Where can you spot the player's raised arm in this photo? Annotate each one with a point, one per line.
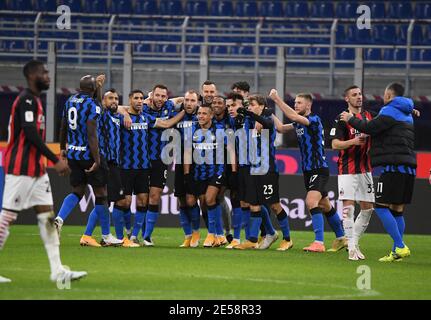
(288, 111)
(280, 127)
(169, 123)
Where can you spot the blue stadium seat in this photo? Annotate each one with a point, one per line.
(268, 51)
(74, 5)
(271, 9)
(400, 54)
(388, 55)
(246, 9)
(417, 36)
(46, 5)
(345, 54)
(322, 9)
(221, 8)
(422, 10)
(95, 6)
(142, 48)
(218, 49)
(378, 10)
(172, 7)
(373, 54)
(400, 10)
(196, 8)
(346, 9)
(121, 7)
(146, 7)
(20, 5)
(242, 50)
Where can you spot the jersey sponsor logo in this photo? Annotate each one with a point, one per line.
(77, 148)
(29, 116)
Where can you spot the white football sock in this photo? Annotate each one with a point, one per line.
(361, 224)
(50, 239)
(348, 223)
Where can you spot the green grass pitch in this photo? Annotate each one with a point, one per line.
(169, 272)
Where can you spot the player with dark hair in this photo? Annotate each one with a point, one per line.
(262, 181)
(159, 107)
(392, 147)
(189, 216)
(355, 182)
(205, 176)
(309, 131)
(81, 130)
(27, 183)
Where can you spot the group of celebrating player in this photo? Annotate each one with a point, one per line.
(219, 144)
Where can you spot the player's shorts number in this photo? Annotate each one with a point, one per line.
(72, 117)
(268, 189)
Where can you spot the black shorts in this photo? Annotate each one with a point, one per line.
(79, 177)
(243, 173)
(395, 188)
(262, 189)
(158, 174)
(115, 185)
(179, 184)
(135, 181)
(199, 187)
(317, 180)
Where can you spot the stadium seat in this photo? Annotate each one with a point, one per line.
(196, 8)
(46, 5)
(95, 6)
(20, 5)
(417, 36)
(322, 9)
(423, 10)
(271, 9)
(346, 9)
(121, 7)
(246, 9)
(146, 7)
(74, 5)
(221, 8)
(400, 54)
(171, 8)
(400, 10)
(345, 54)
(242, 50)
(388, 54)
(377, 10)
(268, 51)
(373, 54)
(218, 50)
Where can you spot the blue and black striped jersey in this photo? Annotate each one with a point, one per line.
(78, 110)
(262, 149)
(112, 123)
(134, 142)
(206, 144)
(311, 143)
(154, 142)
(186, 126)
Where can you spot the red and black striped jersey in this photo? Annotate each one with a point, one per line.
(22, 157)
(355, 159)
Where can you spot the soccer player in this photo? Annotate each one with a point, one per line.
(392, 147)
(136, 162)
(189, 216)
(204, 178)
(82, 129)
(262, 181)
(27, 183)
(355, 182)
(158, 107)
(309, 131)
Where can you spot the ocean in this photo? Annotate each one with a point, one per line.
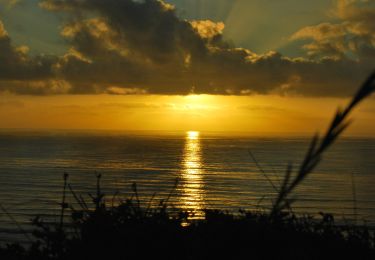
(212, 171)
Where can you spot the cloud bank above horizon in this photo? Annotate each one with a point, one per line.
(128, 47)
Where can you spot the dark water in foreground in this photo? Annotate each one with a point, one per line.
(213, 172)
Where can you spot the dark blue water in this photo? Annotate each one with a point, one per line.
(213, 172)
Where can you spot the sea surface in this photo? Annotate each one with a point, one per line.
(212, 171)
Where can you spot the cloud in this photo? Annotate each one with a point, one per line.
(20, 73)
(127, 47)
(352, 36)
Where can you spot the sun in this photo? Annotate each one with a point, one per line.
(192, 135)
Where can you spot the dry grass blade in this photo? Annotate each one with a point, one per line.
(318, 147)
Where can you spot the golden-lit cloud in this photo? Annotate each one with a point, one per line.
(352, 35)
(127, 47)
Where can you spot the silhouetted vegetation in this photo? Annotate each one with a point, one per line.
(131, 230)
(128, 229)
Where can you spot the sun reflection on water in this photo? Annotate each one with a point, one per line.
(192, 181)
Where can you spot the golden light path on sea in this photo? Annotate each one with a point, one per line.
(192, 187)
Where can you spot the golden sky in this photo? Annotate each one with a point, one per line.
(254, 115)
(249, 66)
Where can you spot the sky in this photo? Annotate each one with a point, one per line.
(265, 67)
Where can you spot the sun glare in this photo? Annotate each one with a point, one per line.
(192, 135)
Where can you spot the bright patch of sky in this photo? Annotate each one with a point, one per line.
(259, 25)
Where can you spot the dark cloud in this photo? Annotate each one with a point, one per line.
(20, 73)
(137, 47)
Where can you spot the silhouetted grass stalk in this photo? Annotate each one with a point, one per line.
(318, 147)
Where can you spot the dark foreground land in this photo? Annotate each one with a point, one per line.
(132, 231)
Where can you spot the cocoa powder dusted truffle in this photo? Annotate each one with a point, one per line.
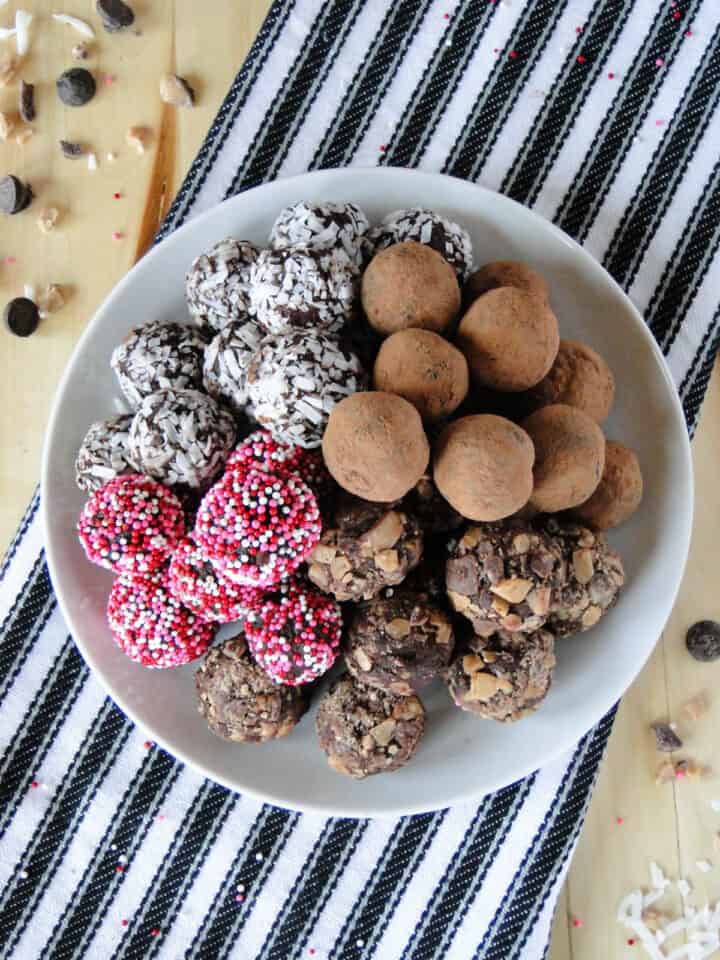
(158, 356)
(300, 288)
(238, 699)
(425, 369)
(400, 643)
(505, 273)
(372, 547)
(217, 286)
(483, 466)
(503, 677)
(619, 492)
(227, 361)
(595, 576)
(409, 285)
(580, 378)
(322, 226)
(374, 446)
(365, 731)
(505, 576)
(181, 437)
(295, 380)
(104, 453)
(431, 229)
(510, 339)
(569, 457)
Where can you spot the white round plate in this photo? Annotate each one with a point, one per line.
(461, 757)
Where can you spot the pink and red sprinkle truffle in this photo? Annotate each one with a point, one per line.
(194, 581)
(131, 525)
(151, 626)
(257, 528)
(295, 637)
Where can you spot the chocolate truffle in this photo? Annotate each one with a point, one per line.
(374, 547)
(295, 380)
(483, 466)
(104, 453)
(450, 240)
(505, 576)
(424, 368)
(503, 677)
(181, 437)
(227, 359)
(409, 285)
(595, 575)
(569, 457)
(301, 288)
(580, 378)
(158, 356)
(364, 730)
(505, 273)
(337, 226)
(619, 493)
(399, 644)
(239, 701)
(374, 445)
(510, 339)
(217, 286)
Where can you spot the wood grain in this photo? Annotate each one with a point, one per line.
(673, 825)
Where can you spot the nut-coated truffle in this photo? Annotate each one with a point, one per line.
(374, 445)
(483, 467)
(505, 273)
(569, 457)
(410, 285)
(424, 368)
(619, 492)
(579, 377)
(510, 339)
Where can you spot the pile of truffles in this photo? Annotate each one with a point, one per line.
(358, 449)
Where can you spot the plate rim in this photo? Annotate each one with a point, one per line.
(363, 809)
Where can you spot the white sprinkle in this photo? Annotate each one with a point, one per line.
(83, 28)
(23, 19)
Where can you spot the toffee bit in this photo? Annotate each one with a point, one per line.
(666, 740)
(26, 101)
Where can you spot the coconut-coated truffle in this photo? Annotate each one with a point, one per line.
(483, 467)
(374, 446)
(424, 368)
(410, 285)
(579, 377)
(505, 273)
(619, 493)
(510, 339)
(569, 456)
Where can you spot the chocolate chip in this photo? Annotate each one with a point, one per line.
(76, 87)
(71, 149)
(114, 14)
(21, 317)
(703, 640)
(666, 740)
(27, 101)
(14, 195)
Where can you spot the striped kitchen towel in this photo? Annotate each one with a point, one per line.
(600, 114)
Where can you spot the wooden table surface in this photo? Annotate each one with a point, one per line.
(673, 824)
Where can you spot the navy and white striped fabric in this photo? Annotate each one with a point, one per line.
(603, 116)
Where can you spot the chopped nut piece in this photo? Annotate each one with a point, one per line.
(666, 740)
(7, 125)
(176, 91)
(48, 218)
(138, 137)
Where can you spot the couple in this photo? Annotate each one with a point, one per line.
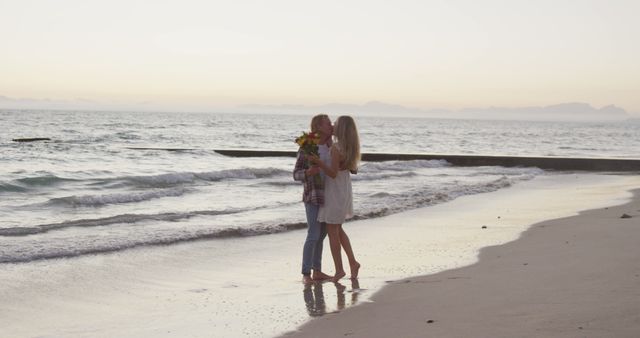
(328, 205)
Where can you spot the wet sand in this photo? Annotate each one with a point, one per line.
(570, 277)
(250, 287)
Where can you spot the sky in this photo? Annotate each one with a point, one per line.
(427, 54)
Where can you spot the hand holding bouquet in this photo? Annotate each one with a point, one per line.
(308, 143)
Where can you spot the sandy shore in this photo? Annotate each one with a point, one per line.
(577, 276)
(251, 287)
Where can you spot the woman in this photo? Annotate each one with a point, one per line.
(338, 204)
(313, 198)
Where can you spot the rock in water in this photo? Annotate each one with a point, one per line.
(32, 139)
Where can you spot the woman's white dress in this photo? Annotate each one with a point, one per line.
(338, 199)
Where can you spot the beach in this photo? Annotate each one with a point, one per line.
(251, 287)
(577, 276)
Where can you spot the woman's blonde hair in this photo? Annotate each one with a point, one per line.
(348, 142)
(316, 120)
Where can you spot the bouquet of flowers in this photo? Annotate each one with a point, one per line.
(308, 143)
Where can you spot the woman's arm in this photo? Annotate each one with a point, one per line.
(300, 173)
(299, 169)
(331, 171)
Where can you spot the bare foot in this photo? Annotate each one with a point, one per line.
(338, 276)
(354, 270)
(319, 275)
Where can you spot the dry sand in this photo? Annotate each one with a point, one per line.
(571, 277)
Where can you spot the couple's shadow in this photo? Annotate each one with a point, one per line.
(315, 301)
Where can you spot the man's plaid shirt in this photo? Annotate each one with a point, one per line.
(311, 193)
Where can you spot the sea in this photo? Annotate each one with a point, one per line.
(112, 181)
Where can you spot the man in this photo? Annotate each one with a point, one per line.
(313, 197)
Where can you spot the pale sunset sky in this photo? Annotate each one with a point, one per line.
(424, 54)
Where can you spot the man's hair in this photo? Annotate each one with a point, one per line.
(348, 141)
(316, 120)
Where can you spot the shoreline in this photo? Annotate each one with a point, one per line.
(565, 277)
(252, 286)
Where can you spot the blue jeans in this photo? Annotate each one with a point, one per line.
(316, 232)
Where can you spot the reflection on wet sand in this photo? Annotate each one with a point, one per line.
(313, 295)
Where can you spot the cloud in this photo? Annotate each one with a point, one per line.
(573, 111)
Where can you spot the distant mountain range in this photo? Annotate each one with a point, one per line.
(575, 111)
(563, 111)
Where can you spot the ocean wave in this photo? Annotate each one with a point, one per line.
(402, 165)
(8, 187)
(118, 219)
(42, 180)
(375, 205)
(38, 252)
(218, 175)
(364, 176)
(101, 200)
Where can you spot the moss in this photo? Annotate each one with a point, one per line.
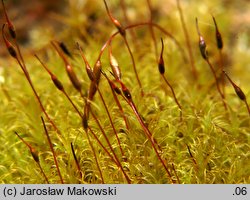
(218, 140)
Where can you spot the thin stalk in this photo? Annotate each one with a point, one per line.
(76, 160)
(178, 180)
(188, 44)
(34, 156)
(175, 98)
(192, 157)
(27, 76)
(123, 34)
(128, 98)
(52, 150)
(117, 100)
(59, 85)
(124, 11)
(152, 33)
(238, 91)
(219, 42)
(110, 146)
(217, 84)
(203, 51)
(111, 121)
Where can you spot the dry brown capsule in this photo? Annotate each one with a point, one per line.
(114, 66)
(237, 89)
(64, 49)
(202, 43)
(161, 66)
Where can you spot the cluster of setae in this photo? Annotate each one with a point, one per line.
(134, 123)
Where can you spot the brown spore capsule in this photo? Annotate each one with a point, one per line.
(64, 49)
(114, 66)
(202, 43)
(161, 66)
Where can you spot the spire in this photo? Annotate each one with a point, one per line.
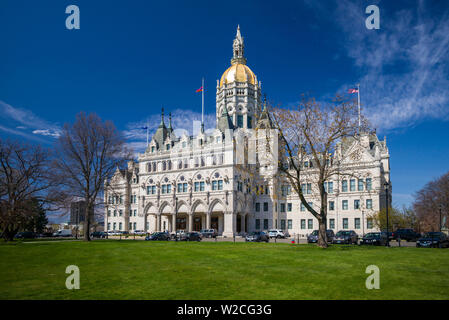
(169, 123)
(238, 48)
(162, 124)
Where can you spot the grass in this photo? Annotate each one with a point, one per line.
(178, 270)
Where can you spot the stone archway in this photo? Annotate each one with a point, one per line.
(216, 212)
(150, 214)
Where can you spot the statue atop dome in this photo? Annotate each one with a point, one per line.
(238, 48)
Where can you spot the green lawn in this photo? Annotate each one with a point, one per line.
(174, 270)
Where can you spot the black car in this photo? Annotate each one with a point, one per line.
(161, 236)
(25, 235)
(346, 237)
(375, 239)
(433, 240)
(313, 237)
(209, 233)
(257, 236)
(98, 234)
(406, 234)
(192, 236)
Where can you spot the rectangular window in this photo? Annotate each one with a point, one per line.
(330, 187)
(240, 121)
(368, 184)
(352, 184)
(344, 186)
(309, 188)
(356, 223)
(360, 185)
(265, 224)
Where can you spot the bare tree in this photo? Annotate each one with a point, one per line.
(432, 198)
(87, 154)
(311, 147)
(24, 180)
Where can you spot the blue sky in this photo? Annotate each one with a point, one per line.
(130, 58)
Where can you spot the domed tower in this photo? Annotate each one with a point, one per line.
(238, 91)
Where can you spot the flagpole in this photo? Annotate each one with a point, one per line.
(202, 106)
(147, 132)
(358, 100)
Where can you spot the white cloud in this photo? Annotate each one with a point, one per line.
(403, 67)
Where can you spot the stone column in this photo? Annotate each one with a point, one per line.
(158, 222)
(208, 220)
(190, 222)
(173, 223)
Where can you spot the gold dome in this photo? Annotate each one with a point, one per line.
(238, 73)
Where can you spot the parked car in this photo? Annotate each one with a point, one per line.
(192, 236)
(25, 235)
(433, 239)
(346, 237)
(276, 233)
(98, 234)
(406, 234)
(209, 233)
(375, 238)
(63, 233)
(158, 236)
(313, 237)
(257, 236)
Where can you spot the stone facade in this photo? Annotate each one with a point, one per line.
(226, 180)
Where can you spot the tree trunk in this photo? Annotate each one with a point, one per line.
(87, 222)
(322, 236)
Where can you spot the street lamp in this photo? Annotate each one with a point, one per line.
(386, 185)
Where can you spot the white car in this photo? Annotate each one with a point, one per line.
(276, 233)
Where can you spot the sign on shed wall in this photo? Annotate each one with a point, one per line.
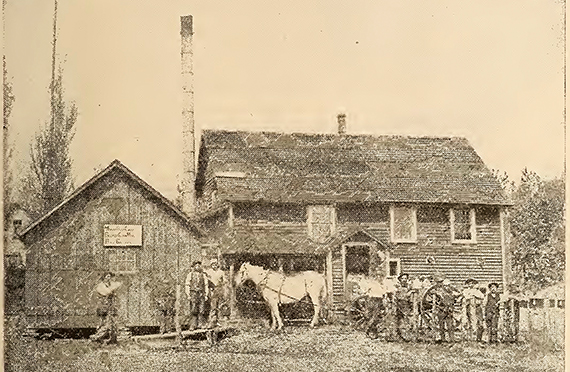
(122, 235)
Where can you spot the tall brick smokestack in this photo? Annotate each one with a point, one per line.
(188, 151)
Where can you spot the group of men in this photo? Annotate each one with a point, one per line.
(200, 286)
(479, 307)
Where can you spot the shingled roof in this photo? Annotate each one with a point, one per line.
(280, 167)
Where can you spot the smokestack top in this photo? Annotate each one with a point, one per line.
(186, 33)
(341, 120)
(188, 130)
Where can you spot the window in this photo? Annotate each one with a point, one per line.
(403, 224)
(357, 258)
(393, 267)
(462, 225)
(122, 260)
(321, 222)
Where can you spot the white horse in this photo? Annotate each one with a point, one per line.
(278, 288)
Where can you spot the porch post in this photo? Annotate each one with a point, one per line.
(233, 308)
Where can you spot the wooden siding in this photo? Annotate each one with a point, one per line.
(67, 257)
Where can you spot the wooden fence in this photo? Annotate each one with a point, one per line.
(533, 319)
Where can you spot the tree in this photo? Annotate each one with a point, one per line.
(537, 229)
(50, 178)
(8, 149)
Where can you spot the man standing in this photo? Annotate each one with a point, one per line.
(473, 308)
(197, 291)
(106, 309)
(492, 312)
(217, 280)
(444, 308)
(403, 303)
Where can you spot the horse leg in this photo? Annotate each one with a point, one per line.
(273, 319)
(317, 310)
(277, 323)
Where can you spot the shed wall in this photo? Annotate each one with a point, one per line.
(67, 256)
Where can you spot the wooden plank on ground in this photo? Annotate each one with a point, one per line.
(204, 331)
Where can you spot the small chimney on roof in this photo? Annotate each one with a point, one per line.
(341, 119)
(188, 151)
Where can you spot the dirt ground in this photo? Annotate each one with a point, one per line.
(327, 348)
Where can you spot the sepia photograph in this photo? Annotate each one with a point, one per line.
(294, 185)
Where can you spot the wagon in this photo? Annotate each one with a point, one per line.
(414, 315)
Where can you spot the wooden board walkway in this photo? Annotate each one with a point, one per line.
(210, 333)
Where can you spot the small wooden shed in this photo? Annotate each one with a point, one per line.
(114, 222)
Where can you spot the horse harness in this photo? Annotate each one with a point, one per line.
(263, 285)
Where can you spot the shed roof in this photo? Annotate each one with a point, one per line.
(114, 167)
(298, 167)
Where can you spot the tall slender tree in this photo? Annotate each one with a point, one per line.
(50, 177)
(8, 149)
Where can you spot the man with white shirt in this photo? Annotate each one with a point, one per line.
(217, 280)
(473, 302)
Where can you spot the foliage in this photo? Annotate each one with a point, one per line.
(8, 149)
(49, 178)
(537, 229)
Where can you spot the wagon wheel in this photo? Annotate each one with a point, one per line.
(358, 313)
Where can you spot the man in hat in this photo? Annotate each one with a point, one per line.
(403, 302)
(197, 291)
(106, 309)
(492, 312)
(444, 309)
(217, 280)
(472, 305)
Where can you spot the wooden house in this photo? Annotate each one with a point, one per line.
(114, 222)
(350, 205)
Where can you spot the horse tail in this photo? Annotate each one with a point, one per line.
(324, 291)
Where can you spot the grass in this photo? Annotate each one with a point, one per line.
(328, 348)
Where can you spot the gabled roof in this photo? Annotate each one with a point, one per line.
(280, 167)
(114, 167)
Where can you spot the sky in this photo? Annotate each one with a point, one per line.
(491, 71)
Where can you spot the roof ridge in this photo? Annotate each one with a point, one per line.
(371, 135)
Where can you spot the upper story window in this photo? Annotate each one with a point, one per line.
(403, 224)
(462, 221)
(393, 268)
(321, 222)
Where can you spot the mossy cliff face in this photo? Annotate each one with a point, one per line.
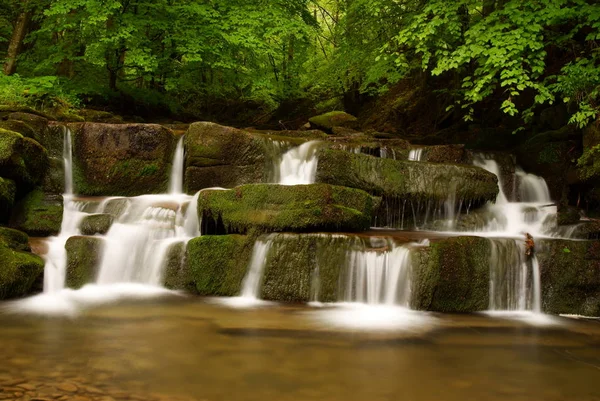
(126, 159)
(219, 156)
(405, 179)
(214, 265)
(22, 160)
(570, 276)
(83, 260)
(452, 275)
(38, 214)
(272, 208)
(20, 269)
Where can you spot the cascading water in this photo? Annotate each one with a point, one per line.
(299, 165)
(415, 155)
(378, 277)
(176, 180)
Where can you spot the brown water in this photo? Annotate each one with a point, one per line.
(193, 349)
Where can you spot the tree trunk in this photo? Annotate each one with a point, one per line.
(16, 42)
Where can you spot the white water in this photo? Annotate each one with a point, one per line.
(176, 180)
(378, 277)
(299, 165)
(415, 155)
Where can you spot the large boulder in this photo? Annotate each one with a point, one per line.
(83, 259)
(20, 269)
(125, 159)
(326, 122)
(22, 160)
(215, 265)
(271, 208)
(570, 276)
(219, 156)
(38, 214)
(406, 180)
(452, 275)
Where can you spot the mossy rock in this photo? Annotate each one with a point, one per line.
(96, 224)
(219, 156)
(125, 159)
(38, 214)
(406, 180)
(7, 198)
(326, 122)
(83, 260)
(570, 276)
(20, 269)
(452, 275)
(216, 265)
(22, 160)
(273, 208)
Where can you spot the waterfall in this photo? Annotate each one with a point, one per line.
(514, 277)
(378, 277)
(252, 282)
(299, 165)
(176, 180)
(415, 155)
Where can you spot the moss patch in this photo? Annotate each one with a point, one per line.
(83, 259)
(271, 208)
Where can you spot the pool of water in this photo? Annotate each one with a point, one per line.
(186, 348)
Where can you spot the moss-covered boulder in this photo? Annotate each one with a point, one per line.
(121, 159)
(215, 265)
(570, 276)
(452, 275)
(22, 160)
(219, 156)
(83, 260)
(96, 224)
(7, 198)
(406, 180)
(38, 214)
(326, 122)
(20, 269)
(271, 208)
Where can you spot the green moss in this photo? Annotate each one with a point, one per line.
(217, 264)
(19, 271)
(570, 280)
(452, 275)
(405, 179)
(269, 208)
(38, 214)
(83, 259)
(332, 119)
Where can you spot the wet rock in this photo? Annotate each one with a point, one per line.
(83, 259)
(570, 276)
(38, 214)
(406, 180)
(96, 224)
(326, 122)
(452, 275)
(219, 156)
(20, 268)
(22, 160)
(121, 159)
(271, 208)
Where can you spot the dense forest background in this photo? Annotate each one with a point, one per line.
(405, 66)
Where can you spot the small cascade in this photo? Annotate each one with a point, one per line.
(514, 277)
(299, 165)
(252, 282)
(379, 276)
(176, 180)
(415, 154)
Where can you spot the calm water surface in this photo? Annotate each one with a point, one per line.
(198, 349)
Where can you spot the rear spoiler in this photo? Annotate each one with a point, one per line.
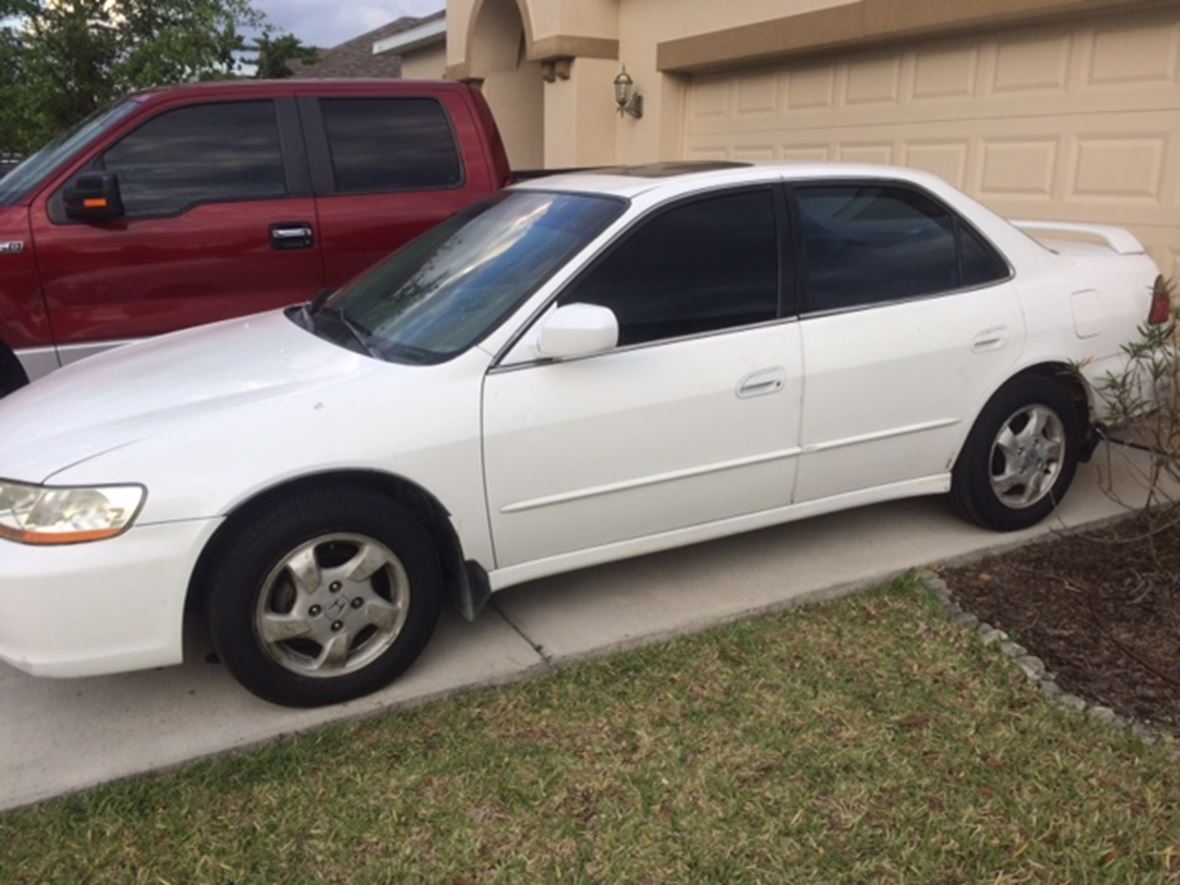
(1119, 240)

※

THE TASK => Can you recast the lines from the one holding "Where can you spot the small cascade" through the end of the rows, both included, as a Markdown table with columns Num and Line? Put a running number in Num and each line in Line, and leave out blank lines and pictures.

SOLUTION TO THIS TASK =>
| Num | Line |
|---|---|
| 1 | Where can you spot the small cascade in this photo? Annotate each one with a point, one per line. |
| 2 | (514, 277) |
| 3 | (299, 165) |
| 4 | (252, 282) |
| 5 | (379, 276) |
| 6 | (176, 180) |
| 7 | (415, 154) |
| 8 | Where can you spot the calm water surface in this photo? Annotate each one with a point, one per line. |
| 9 | (198, 349) |
| 10 | Where can you spot the rear spoiler in this photo? Annotate each one with a point, one per line. |
| 11 | (1119, 240) |